-- What needs to be done --
In the material below, copy out word for word the lines starting at the one containing "Find the zipper" and ending at the one containing "[(399, 376)]", both included, and nothing else.

-- Dataset content --
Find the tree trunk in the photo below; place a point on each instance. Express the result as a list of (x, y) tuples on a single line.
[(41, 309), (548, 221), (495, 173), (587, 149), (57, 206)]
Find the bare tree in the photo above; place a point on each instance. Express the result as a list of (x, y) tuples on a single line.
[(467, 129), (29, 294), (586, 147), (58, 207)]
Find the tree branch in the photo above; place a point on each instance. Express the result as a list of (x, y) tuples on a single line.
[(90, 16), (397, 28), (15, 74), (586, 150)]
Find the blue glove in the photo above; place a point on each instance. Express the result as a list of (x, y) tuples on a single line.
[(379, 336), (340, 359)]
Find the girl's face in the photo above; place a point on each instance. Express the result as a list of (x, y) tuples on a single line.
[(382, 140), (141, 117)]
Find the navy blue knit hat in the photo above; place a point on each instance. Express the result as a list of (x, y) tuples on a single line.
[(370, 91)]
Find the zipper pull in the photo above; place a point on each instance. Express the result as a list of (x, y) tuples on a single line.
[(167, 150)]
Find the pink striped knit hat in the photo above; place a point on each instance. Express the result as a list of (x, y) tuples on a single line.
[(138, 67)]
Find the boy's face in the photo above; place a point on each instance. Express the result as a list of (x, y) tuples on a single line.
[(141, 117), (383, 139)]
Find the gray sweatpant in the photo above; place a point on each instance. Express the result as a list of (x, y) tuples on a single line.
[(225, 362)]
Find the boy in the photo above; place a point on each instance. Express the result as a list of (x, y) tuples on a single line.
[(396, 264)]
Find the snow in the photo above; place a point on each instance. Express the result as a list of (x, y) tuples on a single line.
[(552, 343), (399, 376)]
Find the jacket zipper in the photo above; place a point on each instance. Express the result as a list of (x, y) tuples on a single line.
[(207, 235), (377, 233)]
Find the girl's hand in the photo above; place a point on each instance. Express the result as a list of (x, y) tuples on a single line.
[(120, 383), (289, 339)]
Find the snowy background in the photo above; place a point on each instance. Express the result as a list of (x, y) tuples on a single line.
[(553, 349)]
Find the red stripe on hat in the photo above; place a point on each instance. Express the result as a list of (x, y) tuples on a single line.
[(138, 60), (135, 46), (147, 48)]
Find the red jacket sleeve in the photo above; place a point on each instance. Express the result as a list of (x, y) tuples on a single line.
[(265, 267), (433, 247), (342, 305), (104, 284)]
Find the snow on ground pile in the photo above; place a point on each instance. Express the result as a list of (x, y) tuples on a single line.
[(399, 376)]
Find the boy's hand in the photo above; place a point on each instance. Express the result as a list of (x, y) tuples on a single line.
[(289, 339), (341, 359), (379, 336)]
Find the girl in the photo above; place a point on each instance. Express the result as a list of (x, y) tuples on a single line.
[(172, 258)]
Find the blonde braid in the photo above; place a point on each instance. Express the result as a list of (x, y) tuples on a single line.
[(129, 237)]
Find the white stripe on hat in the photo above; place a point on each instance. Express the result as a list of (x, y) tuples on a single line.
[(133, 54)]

-- Solution --
Find the zipper pull in the photo above; place a point on each instance. Express the result as a list of (x, y) tuples on a single line.
[(167, 150)]
Find the pink striped knit hat in the photo above; place a point on each instance. Express the result as a list of (x, y) tuples on a single line.
[(138, 67)]
Find the boy's face in the photo above; place a point on each instance. Express the result as a list of (x, y) tuples on a single line.
[(141, 117), (383, 139)]
Find the gray sweatpant in the photo above; place a point on each instance. Express the result as a list of (x, y) tuples on a single line.
[(225, 362)]
Find the boy in the photo above; place a point on each instance. Express the result as a list of (x, y) tuples on a single line.
[(396, 264)]
Find the snow in the photo above; place a point on each instance. Express the result as a list of (x, y) tuples on a single line.
[(552, 343), (399, 376)]
Find the jacket zipper in the photo above; place a point on each instance. Express the result as a list of (x, y) tuples on a single line.
[(207, 235), (377, 233)]
Find the girl's hand in the photo above; place a point on each instance. Express the result as a list of (x, y) tuples on a single line.
[(120, 383), (289, 339)]
Find the snowy background in the photo above; place a point on each instance. Express the result as a list of (x, y) tuples on a single line.
[(553, 349)]
Find the red stripe on hat in the photo above; place a point on each instance. Express the result as a list of (x, y) tuples on a single line.
[(138, 60), (135, 46), (147, 48)]
Find the red jacket sleeve in the photo above; place a point on each instance. Express the result as a list of (x, y) tuples on a single line.
[(265, 267), (433, 247), (342, 305), (104, 284)]
Find the snow on ground pile in the photo above; place a point on each instance. Express the result as a list of (x, y) tuples on a single line.
[(399, 376)]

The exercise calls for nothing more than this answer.